Can you copy the lines from the one that contains "Where can you find the jacket sleeve?" through the end of the material below, exactly and with nothing else?
==================================================
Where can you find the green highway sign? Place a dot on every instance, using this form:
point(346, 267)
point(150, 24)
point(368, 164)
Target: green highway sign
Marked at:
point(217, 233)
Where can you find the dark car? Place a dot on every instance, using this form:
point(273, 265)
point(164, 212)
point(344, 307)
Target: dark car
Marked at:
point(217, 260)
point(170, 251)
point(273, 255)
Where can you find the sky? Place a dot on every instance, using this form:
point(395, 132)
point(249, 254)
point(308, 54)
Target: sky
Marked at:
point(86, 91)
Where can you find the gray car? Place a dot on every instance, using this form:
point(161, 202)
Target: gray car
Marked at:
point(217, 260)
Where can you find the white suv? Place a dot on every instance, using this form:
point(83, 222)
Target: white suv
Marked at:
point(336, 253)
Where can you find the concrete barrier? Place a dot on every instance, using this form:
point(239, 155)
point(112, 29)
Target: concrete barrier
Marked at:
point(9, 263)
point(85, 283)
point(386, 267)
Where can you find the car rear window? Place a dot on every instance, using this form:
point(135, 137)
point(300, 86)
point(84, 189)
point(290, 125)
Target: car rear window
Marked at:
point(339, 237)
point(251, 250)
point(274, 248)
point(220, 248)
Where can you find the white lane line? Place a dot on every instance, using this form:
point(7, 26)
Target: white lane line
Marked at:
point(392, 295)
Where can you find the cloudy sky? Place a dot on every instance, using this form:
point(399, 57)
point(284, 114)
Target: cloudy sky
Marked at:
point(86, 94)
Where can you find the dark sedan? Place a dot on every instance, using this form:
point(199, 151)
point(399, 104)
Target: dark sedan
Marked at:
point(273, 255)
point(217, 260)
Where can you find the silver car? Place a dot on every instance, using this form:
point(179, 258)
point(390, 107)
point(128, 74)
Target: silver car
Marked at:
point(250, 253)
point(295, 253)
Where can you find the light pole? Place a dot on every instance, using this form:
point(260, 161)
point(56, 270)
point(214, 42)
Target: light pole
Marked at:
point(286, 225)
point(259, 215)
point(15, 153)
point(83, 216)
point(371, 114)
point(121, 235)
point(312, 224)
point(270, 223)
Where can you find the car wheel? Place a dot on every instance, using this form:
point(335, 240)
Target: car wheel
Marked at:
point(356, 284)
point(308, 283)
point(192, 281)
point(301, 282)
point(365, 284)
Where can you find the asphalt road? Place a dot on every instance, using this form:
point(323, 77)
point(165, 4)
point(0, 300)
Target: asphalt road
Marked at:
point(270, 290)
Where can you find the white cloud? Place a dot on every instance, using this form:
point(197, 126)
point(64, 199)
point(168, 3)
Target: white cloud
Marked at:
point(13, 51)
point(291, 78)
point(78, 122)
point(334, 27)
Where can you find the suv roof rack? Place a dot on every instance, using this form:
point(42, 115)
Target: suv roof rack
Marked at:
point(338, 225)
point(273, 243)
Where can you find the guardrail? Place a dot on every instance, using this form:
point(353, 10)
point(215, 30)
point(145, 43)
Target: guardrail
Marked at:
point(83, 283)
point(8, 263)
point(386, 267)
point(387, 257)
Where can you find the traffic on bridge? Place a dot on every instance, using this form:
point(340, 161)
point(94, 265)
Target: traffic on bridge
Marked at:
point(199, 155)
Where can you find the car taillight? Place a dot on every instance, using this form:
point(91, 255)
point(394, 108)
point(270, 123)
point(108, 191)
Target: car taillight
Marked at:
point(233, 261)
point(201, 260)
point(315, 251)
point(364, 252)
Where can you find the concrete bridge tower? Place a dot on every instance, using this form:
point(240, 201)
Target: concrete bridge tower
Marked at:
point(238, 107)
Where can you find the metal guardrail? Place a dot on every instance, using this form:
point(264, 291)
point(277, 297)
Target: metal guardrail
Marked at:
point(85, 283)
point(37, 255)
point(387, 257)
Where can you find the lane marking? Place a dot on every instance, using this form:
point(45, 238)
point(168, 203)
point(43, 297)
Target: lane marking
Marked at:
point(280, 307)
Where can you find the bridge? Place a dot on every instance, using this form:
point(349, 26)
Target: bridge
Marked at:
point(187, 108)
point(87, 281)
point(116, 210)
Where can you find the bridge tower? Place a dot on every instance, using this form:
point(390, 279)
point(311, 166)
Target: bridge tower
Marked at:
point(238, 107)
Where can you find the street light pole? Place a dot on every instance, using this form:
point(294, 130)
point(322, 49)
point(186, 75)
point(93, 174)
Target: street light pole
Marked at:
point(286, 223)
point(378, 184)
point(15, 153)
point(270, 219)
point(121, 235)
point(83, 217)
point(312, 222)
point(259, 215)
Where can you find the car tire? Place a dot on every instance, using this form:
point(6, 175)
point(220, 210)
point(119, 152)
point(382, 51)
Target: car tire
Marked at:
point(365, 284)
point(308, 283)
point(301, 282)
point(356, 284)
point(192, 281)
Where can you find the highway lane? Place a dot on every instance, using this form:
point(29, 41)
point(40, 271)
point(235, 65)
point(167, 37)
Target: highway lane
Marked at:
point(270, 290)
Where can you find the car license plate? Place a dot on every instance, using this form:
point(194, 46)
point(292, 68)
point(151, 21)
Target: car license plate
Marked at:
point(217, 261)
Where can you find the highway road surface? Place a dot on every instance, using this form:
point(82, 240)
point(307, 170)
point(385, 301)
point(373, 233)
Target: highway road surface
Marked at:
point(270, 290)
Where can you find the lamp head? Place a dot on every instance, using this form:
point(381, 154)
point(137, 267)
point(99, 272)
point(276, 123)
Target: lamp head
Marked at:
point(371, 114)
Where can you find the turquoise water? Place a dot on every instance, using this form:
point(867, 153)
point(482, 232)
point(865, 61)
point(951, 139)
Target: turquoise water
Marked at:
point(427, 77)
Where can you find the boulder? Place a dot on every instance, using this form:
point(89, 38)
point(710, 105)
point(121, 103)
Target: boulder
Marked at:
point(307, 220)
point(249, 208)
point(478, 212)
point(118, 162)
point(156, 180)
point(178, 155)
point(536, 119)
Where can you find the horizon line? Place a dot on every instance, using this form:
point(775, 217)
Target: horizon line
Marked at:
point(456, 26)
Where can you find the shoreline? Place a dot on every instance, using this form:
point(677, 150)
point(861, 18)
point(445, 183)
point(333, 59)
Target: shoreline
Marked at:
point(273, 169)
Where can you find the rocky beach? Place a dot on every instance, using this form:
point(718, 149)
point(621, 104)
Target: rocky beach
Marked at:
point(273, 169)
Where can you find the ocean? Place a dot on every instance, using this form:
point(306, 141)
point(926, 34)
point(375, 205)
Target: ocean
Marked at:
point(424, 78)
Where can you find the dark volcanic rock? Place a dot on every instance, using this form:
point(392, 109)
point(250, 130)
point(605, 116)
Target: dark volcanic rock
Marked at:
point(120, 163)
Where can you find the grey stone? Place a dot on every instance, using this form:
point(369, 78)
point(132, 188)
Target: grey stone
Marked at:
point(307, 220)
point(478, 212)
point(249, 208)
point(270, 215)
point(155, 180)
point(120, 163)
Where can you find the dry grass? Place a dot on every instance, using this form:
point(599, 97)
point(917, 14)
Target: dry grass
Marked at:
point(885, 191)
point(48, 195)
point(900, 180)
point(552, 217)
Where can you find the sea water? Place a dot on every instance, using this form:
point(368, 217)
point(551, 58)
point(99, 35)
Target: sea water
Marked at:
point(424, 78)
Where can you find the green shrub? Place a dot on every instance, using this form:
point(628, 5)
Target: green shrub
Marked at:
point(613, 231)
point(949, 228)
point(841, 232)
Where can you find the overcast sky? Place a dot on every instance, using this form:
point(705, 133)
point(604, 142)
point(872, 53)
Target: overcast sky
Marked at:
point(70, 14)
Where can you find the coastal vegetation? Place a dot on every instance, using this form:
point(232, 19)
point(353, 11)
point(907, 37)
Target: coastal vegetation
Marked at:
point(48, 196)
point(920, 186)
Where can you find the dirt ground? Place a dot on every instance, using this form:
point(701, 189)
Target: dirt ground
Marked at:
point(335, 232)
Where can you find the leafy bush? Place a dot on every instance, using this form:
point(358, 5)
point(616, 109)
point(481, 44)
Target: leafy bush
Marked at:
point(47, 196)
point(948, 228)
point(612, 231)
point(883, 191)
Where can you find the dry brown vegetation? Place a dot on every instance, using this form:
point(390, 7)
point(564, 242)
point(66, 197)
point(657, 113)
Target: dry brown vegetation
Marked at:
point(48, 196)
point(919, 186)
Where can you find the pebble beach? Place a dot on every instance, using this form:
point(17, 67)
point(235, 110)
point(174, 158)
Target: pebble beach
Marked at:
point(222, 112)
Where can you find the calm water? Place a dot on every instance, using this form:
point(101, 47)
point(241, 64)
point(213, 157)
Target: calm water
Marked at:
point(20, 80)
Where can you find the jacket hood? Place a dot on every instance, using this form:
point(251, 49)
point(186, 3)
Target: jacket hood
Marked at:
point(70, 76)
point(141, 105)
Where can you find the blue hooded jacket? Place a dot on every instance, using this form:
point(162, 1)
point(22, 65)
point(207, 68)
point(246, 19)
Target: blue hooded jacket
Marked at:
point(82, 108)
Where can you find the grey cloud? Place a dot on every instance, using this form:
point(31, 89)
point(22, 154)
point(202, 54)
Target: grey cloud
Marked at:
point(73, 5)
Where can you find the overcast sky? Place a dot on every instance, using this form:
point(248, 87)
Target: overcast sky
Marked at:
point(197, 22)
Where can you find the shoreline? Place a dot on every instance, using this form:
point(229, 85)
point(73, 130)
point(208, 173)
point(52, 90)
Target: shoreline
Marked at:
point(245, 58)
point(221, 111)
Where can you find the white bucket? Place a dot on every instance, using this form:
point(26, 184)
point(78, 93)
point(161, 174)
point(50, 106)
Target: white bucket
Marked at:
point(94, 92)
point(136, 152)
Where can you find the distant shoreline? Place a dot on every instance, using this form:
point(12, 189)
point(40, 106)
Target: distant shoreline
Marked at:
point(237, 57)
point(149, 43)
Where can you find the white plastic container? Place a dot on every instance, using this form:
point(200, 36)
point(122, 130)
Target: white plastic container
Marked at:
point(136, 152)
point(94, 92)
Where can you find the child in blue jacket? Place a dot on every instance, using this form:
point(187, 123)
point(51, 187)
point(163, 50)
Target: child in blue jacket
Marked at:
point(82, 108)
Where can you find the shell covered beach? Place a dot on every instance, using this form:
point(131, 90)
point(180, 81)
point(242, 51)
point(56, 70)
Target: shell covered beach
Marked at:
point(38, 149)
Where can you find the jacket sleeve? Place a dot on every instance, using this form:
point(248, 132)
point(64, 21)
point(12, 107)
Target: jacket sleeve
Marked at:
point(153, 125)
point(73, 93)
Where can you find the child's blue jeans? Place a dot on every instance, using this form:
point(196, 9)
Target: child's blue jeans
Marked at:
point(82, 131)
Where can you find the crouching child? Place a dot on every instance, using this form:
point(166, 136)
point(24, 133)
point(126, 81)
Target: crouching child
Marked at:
==================================================
(THE REPLY):
Where can you find the jacket sleeve? Place a dot on every instance, using this form:
point(248, 132)
point(64, 21)
point(12, 107)
Target: jacket sleeve
Marked at:
point(153, 125)
point(73, 93)
Where can you find the child's blue jeans? Place a dot on every instance, using this form:
point(196, 9)
Target: child's blue jeans
Marked at:
point(82, 131)
Where can you find the crouching child? Place a dot on every instance, using this form:
point(166, 136)
point(24, 133)
point(126, 81)
Target: crouching child
Marked at:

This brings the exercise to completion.